> **Aim of the task**: Reproduce exactly the lines from the one containing "Whereabouts in this frame is the train windshield?" through the last line of the records below, both included, and nothing else.

> **Data provided**:
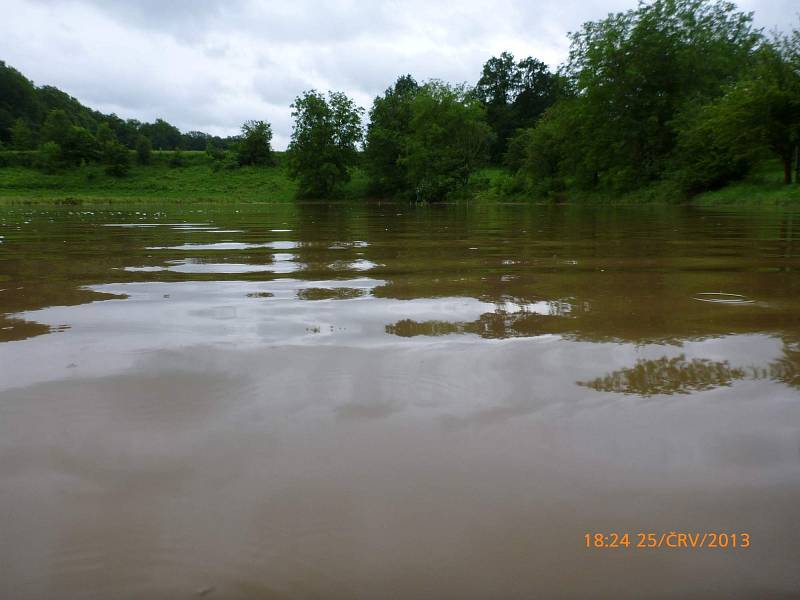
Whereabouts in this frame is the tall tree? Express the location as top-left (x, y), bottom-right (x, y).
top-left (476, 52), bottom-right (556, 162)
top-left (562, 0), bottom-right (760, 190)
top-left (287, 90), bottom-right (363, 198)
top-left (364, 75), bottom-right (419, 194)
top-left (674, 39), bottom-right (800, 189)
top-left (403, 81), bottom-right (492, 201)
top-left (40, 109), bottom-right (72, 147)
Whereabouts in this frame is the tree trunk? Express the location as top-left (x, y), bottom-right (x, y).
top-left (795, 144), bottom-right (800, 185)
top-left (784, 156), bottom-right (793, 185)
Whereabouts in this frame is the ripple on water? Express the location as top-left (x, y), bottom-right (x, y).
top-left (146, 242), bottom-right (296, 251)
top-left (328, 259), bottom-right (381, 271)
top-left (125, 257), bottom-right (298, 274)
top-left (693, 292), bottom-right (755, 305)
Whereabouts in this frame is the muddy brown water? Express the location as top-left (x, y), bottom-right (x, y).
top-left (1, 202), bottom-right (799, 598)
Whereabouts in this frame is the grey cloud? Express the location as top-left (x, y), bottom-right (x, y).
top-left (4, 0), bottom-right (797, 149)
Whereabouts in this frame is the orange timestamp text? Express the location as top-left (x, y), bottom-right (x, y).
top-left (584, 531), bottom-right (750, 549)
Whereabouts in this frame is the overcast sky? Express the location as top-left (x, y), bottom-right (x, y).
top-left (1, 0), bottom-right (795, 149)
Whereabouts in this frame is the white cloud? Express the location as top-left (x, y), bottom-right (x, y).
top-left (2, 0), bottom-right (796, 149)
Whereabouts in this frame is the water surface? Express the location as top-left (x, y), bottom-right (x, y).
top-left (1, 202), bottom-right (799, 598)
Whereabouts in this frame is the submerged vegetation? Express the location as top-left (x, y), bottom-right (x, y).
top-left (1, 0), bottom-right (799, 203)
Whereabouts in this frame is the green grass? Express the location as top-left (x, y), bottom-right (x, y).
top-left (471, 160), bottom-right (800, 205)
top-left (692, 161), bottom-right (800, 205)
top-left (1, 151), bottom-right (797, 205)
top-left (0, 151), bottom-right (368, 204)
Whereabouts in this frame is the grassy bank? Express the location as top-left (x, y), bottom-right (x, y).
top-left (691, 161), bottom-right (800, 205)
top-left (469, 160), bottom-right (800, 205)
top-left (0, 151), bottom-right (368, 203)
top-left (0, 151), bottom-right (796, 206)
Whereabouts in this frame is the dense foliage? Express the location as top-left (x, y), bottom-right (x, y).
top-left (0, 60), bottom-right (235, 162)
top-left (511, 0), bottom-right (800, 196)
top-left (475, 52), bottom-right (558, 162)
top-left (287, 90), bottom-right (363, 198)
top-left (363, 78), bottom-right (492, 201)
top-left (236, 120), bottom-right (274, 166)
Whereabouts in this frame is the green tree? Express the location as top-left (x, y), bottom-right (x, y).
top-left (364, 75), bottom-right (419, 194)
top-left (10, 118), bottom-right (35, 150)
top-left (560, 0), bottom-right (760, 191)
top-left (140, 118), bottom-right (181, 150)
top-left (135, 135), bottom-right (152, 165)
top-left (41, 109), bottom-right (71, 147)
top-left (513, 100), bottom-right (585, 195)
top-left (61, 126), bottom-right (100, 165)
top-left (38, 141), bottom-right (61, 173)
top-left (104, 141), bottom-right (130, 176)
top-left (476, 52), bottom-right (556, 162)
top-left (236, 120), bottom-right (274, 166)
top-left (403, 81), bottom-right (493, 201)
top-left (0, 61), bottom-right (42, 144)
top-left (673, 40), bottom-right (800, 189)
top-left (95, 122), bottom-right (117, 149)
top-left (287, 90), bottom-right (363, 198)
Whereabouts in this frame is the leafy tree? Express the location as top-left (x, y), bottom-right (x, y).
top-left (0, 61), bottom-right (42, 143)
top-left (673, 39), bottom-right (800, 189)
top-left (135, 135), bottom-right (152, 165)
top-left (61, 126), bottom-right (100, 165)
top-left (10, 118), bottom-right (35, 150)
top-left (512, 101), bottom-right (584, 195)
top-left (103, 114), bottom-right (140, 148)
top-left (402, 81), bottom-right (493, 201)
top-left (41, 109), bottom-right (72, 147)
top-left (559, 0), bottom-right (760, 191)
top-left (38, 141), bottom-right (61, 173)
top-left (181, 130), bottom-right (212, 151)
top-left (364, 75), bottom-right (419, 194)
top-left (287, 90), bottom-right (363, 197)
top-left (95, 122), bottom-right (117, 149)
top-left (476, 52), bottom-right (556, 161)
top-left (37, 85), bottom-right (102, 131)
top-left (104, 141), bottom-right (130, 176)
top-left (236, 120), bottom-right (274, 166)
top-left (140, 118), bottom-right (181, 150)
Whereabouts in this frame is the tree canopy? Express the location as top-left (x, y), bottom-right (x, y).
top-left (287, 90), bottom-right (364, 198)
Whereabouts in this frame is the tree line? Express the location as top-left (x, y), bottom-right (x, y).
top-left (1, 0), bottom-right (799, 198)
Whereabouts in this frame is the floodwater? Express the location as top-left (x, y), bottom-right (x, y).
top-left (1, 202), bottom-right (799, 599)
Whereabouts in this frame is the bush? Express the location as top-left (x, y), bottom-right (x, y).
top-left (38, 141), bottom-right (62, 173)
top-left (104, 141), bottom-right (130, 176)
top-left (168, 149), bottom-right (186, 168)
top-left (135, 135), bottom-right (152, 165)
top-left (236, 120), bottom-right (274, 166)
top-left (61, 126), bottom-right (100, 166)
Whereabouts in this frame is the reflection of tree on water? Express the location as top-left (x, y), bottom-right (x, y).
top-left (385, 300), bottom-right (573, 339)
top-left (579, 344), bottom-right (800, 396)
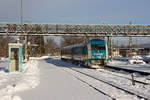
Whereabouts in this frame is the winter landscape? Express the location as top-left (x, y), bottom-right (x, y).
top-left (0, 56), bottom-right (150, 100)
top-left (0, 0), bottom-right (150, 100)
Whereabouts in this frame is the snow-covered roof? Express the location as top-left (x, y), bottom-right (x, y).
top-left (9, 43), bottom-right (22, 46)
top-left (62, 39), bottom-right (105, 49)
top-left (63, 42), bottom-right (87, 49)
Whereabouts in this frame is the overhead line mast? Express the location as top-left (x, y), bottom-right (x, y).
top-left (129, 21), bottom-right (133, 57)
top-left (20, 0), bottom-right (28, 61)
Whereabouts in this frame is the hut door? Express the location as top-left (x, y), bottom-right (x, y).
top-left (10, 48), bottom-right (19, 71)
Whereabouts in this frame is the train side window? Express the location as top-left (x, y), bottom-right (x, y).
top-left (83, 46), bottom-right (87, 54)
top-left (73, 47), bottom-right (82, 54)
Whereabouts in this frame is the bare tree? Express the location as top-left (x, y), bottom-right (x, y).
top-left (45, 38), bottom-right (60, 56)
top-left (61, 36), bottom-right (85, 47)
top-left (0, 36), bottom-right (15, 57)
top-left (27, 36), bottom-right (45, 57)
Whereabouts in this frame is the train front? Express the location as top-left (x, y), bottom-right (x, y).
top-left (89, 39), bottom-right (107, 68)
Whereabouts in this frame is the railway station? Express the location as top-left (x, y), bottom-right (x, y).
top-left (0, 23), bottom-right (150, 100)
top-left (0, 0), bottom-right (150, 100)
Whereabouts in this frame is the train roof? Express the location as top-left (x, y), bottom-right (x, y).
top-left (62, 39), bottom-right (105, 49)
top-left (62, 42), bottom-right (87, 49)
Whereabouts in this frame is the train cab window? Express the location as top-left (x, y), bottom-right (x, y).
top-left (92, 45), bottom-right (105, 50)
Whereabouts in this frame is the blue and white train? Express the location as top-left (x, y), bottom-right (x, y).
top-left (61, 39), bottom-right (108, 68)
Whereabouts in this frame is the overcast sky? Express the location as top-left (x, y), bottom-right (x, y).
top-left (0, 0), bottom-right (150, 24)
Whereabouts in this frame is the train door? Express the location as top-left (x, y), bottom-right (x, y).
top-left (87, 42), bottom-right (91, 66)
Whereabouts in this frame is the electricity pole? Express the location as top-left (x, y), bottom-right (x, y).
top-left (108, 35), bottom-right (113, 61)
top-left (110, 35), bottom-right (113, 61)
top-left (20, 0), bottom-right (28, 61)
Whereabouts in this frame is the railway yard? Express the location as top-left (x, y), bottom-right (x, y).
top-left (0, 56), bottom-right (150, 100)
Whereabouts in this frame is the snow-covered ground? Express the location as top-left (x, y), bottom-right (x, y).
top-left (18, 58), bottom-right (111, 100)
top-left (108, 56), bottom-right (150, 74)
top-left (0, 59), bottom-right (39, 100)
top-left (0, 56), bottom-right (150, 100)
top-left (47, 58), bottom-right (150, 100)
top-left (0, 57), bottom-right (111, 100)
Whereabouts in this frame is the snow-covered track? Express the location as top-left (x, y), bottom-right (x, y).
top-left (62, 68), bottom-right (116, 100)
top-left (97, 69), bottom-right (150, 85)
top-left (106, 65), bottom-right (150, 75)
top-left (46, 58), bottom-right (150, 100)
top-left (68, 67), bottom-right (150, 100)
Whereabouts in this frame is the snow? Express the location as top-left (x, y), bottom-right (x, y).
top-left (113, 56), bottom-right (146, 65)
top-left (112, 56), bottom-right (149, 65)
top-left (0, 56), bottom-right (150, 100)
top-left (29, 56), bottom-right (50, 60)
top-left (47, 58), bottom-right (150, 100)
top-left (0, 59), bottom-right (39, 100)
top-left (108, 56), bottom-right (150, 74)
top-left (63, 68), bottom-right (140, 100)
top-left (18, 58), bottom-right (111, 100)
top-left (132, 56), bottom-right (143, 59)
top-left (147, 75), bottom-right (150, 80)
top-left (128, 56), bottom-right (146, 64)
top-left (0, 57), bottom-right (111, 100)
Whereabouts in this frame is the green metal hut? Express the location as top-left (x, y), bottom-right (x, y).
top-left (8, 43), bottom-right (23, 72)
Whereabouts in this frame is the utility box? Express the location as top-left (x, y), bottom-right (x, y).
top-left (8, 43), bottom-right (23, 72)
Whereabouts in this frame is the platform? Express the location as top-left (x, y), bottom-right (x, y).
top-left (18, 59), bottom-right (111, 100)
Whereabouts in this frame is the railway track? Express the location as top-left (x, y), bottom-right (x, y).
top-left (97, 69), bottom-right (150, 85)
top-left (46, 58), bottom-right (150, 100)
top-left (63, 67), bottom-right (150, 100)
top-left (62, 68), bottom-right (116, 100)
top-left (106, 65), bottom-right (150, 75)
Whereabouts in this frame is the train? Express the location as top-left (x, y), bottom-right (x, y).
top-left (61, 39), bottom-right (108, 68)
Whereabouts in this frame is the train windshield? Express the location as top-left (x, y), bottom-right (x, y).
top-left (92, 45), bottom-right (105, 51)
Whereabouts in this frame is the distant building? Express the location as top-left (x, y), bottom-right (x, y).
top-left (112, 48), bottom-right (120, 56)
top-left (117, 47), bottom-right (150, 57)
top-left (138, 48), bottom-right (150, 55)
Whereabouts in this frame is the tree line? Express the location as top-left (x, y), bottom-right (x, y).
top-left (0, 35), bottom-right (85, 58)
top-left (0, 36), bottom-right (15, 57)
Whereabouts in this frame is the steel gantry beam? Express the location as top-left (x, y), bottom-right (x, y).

> **Output of the task**:
Whereabouts in this frame is the train windshield? Express the location as top-left (x, y), bottom-right (x, y).
top-left (92, 45), bottom-right (105, 51)
Whereabouts in this frame is the distant building? Express the location as top-left (x, y), bottom-right (x, y).
top-left (112, 48), bottom-right (120, 56)
top-left (117, 47), bottom-right (150, 57)
top-left (138, 48), bottom-right (150, 55)
Whereabouts in this frame is the tree line? Express the location as top-left (x, y), bottom-right (x, y).
top-left (0, 35), bottom-right (85, 58)
top-left (0, 36), bottom-right (15, 57)
Whereabouts in this frame is the steel gantry beam? Express the location as top-left (x, y), bottom-right (x, y).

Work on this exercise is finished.